Bravo, My Life (; lit. "I Love You, Mal-soon"), also known as Mommy, Dearest, is a 2005 South Korean film directed by Park Heung-sik about an adolescent boy who starts to come of age in the late 70s and early 80s, largely oblivious to the dramatic political events occurring around him. The film sold 406,526 tickets nationwide.

Plot
Bravo, My Life! opens in October 1979 with the news of President Park Chung-hee's assassination. But for 14-year-old Gwang-ho, it is more importantly his first day at junior high, where the kids are interested in football and brawling. Gwang-ho's mother, Mal-soon, whose husband is working in Saudi Arabia, devotes everything to her children. Despite a nagging illness, Mal-soon wears heavy make-up as she sells cosmetics door-to-door. Meanwhile, as his sexual awareness increases, Gwang-ho turns his attention and affection to their pretty neighbor Eun-sook, an assistant nurse who is the complete opposite of Gwang-ho's mother. One day, Gwang-ho receives a "good-luck letter." The letter states that unless he immediately writes and sends the same letter to someone else, he will be faced with bad luck. He starts sending it to people around him, but as those people start vanishing, Gwang-ho is racked with guilt, suspecting the letter of luck is the cause of their disappearance.

────────────────────────────────────────

▶ [Goals]:
**1)** According to the film synopsis, where is Mal-soon's husband working?
**2)** Write the next part of the film synopsis, picking up after its final sentence.

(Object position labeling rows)
────────────────────────────────────────

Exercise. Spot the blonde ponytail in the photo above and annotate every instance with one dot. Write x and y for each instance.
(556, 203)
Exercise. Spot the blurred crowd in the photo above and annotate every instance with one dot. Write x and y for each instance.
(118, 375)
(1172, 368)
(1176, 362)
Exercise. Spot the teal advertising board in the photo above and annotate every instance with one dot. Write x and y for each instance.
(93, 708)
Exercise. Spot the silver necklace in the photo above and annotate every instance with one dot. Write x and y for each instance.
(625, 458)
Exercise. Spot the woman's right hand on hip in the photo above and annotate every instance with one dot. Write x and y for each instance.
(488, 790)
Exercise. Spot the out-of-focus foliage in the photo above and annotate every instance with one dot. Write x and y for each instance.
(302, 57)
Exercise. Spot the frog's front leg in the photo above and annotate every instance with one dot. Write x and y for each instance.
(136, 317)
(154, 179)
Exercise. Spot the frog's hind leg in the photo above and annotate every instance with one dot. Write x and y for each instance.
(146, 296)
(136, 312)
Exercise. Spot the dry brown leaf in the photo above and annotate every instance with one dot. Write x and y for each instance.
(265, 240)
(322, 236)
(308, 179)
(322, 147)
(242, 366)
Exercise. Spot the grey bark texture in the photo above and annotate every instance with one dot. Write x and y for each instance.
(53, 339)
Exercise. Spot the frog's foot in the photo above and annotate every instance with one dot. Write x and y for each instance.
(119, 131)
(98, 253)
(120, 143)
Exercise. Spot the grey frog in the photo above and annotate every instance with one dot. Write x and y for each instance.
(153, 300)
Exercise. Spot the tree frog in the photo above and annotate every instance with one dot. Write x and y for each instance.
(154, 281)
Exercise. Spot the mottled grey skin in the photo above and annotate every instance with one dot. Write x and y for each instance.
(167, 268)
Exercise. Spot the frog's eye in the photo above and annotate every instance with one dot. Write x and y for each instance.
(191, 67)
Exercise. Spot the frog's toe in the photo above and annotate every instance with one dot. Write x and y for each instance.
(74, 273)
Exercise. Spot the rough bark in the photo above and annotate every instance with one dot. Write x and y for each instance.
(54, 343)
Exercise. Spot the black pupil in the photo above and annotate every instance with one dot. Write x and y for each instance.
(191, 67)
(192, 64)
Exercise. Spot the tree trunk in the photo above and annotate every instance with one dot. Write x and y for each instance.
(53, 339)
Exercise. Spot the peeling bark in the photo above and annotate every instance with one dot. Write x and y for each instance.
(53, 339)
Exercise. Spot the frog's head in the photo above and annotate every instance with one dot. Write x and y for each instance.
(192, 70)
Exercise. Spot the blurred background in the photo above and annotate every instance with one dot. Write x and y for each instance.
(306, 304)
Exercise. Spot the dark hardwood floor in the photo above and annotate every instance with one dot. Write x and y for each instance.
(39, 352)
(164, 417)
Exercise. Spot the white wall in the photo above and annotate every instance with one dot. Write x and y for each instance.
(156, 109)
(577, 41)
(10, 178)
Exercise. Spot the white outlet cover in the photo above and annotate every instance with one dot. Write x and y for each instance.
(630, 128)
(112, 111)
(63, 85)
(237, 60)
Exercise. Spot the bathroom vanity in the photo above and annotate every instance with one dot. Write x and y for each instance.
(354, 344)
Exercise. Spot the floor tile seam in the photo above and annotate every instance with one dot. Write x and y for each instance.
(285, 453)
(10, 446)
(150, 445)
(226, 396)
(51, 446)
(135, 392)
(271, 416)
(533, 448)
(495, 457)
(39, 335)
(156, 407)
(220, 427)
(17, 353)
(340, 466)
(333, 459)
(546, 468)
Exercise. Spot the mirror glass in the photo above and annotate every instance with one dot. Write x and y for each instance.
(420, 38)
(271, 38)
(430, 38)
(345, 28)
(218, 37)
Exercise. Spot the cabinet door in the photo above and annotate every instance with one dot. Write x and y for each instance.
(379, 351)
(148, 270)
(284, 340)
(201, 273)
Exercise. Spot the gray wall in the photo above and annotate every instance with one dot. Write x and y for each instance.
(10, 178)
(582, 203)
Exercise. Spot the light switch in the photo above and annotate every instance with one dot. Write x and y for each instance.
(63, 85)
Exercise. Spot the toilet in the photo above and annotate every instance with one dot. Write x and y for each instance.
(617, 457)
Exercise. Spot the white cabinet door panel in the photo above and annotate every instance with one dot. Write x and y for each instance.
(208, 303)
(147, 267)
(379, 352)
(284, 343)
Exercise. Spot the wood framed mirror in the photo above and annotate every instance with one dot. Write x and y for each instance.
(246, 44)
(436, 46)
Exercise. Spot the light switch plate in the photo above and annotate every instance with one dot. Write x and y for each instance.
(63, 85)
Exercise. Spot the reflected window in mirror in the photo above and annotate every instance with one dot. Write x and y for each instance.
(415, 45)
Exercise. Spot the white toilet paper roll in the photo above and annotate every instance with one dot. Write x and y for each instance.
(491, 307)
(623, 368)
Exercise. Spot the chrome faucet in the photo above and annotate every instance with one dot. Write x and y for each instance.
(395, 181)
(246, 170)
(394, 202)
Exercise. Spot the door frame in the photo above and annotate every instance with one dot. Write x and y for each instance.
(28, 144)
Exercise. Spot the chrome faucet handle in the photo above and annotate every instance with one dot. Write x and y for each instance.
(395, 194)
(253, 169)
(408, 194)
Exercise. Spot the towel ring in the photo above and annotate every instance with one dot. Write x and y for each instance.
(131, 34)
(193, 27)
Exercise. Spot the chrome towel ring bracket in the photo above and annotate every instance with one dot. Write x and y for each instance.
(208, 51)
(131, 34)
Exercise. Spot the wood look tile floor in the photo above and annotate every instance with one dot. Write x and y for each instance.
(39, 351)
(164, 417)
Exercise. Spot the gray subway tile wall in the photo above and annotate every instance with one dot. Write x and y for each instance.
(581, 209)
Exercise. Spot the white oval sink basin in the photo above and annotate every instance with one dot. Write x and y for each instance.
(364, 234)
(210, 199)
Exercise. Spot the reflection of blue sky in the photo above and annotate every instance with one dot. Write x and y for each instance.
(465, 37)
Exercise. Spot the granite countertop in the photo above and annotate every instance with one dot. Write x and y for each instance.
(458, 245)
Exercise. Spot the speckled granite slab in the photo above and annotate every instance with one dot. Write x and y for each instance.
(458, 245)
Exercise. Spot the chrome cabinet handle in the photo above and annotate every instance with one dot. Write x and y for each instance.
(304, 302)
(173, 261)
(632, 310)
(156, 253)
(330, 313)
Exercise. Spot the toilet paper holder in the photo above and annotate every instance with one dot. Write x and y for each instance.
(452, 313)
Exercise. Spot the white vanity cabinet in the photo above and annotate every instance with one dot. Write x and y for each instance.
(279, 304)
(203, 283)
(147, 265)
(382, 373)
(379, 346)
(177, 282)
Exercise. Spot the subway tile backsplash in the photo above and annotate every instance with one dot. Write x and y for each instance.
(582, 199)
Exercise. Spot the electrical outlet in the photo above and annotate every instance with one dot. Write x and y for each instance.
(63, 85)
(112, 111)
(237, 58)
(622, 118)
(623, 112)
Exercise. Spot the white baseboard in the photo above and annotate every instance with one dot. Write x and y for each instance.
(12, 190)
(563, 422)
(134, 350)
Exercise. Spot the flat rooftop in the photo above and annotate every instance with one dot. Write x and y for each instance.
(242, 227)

────────────────────────────────────────

▶ [Final results]:
**1)** Saudi Arabia

**2)**
Cast
 Moon So-ri as Kim Mal-soon
 Lee Jae-eung as Gwang-ho
 Yoon Jin-seo as Eun-sook
 Kim Dong-young as Chul-ho
 Park Yoo-seon as Hye-sook
 Kim Bong-geun
 Lee Han-wi
 Kang Min-hwi as Jae-myung
 Park Myung-shin
 Jung Da-bin
 Lee Kan-hee as Sang-soo's mother

References

External links
 

2005 films
2000s Korean-language films
Films directed by Park Heung-sik (born 1965)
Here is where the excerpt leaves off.